BRIEF: When you copy the entries, match them exactly and omit the pictures.

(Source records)

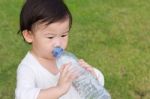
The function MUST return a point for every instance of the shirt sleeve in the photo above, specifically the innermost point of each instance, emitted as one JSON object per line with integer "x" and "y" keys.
{"x": 99, "y": 76}
{"x": 25, "y": 88}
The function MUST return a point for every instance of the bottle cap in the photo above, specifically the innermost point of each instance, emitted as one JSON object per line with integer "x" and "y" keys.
{"x": 57, "y": 51}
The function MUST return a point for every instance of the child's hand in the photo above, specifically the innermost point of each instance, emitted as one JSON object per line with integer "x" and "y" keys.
{"x": 87, "y": 67}
{"x": 67, "y": 76}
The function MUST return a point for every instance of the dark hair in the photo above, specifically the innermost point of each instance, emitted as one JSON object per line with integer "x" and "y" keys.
{"x": 48, "y": 11}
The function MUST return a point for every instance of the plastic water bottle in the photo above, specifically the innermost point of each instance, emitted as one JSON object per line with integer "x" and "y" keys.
{"x": 86, "y": 84}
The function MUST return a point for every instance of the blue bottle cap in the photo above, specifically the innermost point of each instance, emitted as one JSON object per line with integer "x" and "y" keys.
{"x": 57, "y": 51}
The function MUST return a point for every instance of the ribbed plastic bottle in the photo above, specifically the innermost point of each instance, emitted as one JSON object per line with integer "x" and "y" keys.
{"x": 86, "y": 84}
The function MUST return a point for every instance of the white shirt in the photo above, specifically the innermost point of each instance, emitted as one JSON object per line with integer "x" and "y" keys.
{"x": 32, "y": 77}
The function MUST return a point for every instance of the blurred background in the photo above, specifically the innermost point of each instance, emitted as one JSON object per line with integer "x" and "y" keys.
{"x": 111, "y": 35}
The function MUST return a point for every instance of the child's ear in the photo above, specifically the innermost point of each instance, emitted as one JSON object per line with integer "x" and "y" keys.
{"x": 28, "y": 36}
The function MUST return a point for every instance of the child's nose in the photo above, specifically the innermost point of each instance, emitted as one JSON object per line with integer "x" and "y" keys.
{"x": 57, "y": 42}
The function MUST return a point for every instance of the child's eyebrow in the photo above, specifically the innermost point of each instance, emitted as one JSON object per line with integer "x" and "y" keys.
{"x": 51, "y": 33}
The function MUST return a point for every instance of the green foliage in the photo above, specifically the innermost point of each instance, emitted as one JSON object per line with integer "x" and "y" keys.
{"x": 112, "y": 35}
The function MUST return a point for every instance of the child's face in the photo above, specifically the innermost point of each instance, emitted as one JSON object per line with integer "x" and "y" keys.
{"x": 45, "y": 38}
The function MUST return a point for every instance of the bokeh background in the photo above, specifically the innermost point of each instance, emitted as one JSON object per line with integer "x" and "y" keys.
{"x": 111, "y": 35}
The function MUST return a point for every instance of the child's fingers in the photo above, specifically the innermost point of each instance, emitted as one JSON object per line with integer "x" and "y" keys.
{"x": 87, "y": 67}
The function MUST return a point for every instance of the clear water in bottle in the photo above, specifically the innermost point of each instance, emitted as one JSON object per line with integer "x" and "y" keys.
{"x": 86, "y": 84}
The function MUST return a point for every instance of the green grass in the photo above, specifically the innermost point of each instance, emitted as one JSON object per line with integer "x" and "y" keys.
{"x": 112, "y": 35}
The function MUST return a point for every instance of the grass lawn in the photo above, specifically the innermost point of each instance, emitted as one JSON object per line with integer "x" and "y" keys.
{"x": 112, "y": 35}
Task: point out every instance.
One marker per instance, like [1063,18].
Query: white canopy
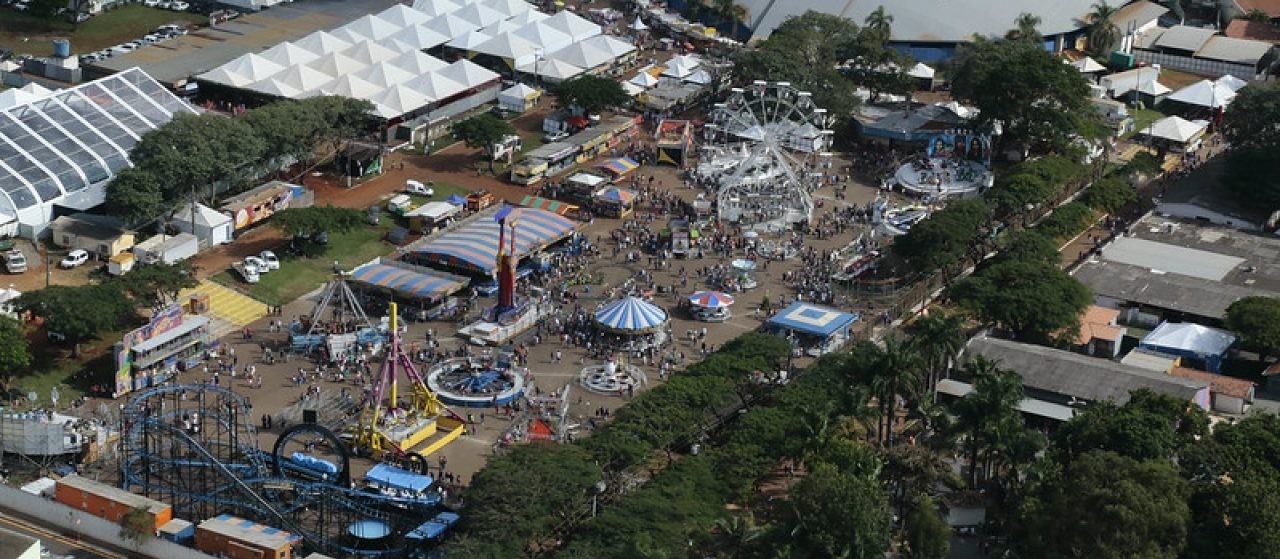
[1175,128]
[1205,94]
[1088,65]
[920,72]
[644,79]
[553,69]
[1232,82]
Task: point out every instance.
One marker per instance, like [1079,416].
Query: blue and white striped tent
[630,315]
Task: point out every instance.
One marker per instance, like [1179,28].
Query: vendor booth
[613,202]
[813,329]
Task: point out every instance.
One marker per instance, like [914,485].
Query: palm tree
[897,372]
[1104,32]
[938,337]
[1025,28]
[880,23]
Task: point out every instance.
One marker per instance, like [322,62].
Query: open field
[24,33]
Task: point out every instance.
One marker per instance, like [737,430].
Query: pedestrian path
[228,305]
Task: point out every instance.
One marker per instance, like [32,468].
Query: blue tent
[630,315]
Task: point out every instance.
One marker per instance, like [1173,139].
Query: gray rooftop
[1234,50]
[1075,375]
[1184,37]
[178,59]
[928,21]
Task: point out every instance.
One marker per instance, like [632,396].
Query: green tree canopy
[592,94]
[1109,507]
[1038,100]
[1032,299]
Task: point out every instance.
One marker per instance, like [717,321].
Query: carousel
[636,322]
[711,306]
[760,145]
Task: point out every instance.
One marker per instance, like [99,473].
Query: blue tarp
[474,247]
[391,476]
[812,319]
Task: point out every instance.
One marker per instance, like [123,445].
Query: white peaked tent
[403,15]
[374,27]
[510,8]
[370,53]
[302,78]
[508,46]
[572,24]
[644,79]
[420,37]
[480,14]
[273,86]
[1205,94]
[1232,82]
[920,70]
[337,64]
[470,41]
[1088,65]
[417,63]
[544,36]
[556,70]
[398,100]
[384,74]
[323,42]
[451,26]
[288,54]
[583,55]
[1175,129]
[434,8]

RESULT:
The function MUST return a point for every instance of the shirt sleeve in the photo above, specifically the innermost point of each instance, emitted as one JSON object per line with integer "x" and "y" keys.
{"x": 99, "y": 76}
{"x": 25, "y": 88}
The function MUST return a point for every instance of the bottle cap in the photo above, specifically the innermost point of each instance, emitted as one JSON object per line with integer "x" and "y" keys.
{"x": 57, "y": 51}
The function MUST return a point for every instance of the child's hand in the photo above, specifically the innermost point of each instance, emitted as one JSON object per line with integer "x" and "y" keys.
{"x": 87, "y": 67}
{"x": 67, "y": 76}
The function MUST return a point for every instance of the dark hair in the photo above, specifically the innermost point of each instance, emitted as one JSON object per line with integer "x" and "y" keys.
{"x": 48, "y": 11}
The function MUST return a point for every instance of the plastic water bottle in the photo above, specifically the innermost point of each instance, emitted as one JSON object per line with integer "x" and "y" keys.
{"x": 86, "y": 84}
The function MUST return a point for every instance of the blue bottle cap in the photo above, specifically the innermost point of each instance, emitted as one JSON object per line with integer "x" and "y" keys.
{"x": 57, "y": 51}
The function MUST return a point for every instance of the ribbed plastic bottle in the photo above, specifically the innermost point of each instance, emitted as one JSON object per line with integer "x" and "y" keys.
{"x": 86, "y": 84}
The function MUST return a point for every instance of the white shirt in the photo above, specifically the innermost point of each instance, emitted as one JSON object per line with integer "x" and "y" keys.
{"x": 32, "y": 77}
The function MUST return a point for every instance of the blurred background in the photo above, specifically the innermost point of each instance, emitted as one JSON object per line with integer "x" and "y" keys.
{"x": 111, "y": 35}
The function MUST return a point for every instance of the child's ear in the photo above, specifically the innermost point of each instance, emitted as one JSON object per line with integer "x" and "y" keys.
{"x": 28, "y": 36}
The function MUST return a point for every instance of the child's nose in the photo above, specifically the innermost point of each instance, emitted as one JSON object per line with integer "x" and "y" keys.
{"x": 57, "y": 42}
The function MUST return a point for every instance of the child's eyebrow in the photo above, specifically the innermost point of each instance, emitted as one JSON object per line with integer "x" and "y" keys.
{"x": 51, "y": 33}
The function MUST return a point for every instance of the green foliage in the photo above, specifically the innermost point of each instance, emitted as one JSON object per line with integer "x" and "y" keys.
{"x": 112, "y": 35}
The function MUST return a point for every instance of the child's face in the photo above, specifically the innermost point of each instance, emitted as one JSON object per line with integer "x" and "y" keys.
{"x": 45, "y": 38}
The function MUST return a point for every instance of the bokeh background in the photo above, specifically the innermost point of each instance, emitted as one JSON object per line with integer "x" and "y" keys.
{"x": 111, "y": 35}
The function MUST return a point for every instance of the child's fingers in the photo above, specifically the innermost point of each instance, emitted as one JSON object per line with integer "x" and "y" keys.
{"x": 87, "y": 67}
The function MUST return a point for every instance of the clear water in bottle in the photo above, specifically the innermost point of each instance, emitted as one JSON object per line with integer "x" and "y" keys.
{"x": 86, "y": 84}
The function MUST return a point for every instance of the green grass in the photo above, specifically the innermost point of each instance, emitted as one JSON object per line with integer "x" and "y" keys.
{"x": 112, "y": 35}
The function MUST return a point for every instance of the grass lawn in the photo above, specifically the innermost point of each instance, emitted as one JSON object per line with integer "x" and "y" keys.
{"x": 112, "y": 35}
Task: point out every instance.
One marker per instance, like [1063,18].
Query: white canopy
[1175,128]
[1205,94]
[1088,65]
[920,72]
[644,79]
[553,69]
[1232,82]
Task: point out every instance.
One marker per instance, like [1079,416].
Query: blue and white striped tent
[630,315]
Task: point out every instance.
One marker per instance, like [1179,28].
Query: vendor booth
[613,202]
[813,329]
Task: point out every instance.
One marker per instance, like [914,485].
Query: palm tree
[897,372]
[1104,32]
[938,337]
[1025,28]
[880,23]
Task: point out every instance.
One marker per instance, like [322,62].
Query: open field
[24,33]
Task: point out every instance.
One marker per instance, like [737,430].
Query: pedestrian path
[228,305]
Task: point out every instance.
One marker per instance, like [32,468].
Query: blue tent
[630,315]
Task: point out every instance.
One marker per instance, like [1173,139].
Query: gray rooftop
[1234,50]
[1075,375]
[1184,37]
[178,59]
[928,21]
Task: point out every instance.
One marker per instance, like [632,396].
Query: green tree canopy
[592,94]
[1109,507]
[1038,100]
[1032,299]
Task: point out every instance.
One marker per instance, like [717,321].
Query: carousel
[636,322]
[711,306]
[760,145]
Task: point out every instance.
One marker per instance, like [99,473].
Query: blue tarp
[474,247]
[391,476]
[812,319]
Task: point out every instance.
One marker per instance, like [123,445].
Query: white peaked tent
[403,15]
[374,27]
[510,8]
[370,53]
[302,78]
[508,46]
[572,24]
[644,79]
[420,37]
[480,14]
[273,86]
[1205,94]
[1232,82]
[920,70]
[337,64]
[470,41]
[1088,65]
[417,63]
[544,36]
[556,70]
[398,100]
[384,74]
[323,42]
[451,26]
[288,54]
[583,55]
[1175,129]
[434,8]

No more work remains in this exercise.